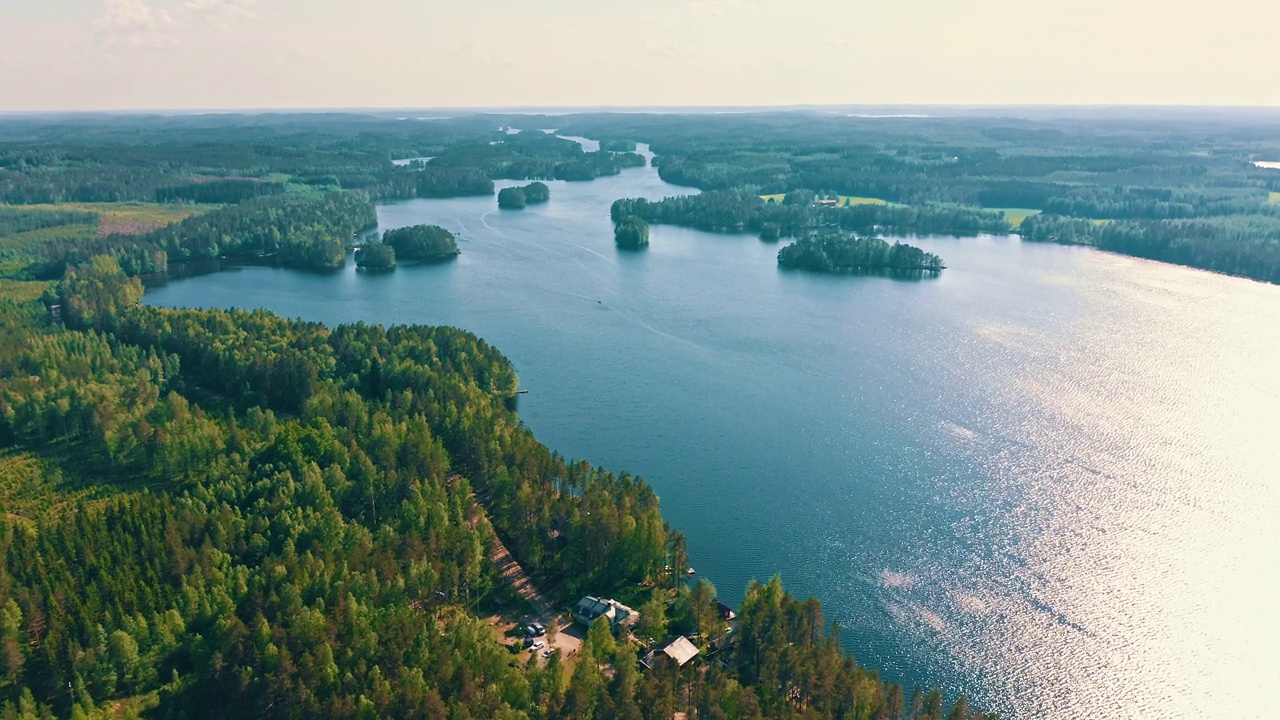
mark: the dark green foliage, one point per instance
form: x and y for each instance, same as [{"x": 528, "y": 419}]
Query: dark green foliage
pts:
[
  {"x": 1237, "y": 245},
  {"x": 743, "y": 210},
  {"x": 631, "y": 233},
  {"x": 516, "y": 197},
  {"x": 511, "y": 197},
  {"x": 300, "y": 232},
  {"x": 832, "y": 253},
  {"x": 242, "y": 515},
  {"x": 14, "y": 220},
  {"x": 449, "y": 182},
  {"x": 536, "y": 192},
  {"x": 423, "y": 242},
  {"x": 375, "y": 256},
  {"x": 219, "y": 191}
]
----
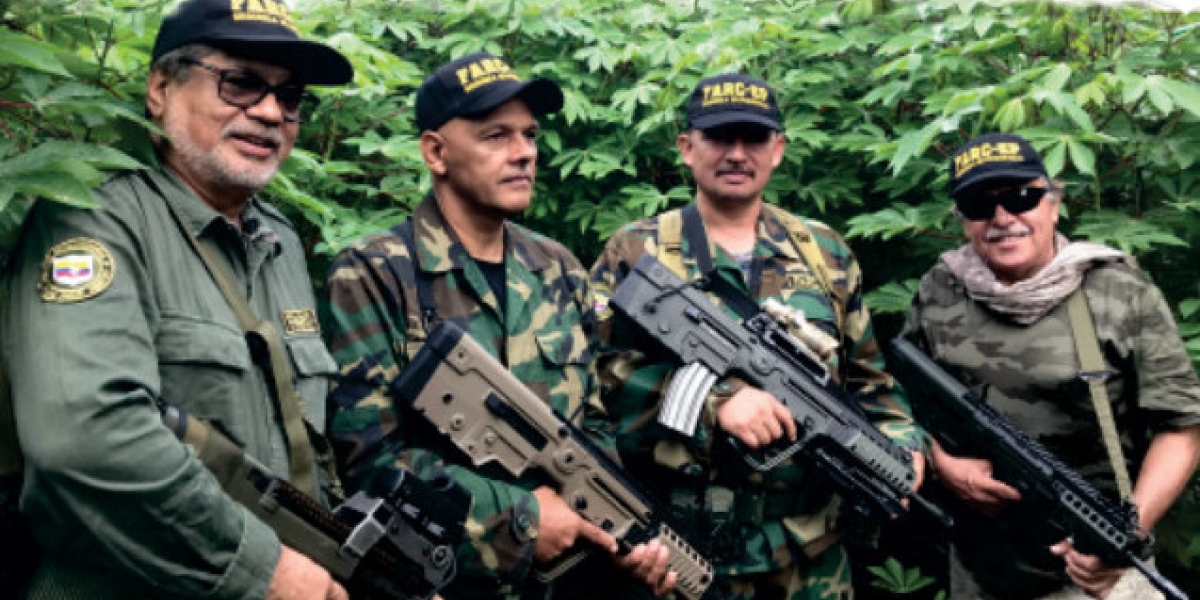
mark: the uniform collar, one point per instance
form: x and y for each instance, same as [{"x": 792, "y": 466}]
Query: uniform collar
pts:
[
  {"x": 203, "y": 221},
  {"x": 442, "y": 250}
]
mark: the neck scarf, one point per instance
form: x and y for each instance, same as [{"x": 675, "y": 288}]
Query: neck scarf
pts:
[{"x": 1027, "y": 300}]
----
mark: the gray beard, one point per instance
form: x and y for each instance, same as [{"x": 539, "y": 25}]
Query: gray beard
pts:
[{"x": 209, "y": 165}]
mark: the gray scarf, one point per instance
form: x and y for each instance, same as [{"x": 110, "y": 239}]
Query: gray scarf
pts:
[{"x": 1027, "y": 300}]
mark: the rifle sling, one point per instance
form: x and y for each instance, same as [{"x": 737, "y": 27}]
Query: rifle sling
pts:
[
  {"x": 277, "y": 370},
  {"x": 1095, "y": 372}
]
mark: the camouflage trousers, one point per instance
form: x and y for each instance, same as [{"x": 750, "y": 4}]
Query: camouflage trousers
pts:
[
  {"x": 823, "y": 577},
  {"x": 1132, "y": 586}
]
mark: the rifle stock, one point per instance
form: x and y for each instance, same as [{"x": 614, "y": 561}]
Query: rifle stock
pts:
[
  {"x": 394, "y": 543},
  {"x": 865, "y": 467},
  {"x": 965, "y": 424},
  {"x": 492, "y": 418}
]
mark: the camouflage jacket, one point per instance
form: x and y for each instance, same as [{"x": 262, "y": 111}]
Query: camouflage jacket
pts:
----
> Requirements:
List every line of the listing above that contains the string "Query", matching case exactly.

> Written solution:
Query: dark green foliage
Query: uniform collar
Query: neck scarf
Query: gray beard
Query: gray scarf
Query: rifle sling
Query: camouflage trousers
Query: rifle stock
Query: camouflage jacket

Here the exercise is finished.